From the line that includes "Someone claimed the vertical" to the closing line of the data, please transcribe every line exactly and add nothing.
DATA TO PROCESS Start Marker
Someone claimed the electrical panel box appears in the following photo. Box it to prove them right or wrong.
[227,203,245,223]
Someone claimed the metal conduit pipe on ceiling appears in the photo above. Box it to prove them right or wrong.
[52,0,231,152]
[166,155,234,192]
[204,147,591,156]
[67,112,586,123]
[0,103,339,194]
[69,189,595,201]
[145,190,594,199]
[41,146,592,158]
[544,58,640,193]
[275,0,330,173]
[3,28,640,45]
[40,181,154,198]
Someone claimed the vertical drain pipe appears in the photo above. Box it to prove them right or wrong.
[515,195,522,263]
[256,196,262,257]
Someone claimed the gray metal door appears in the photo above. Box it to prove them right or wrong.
DATA TO PROCESS End Marker
*EXERCISE OUTPUT*
Someone claimed the vertical drain pipe appears in the photo above. Box it to prove them right or wrong.
[515,195,522,263]
[256,196,262,257]
Someone claimed the gray metal door appears in the photo above. Box it to prove them right or wrong.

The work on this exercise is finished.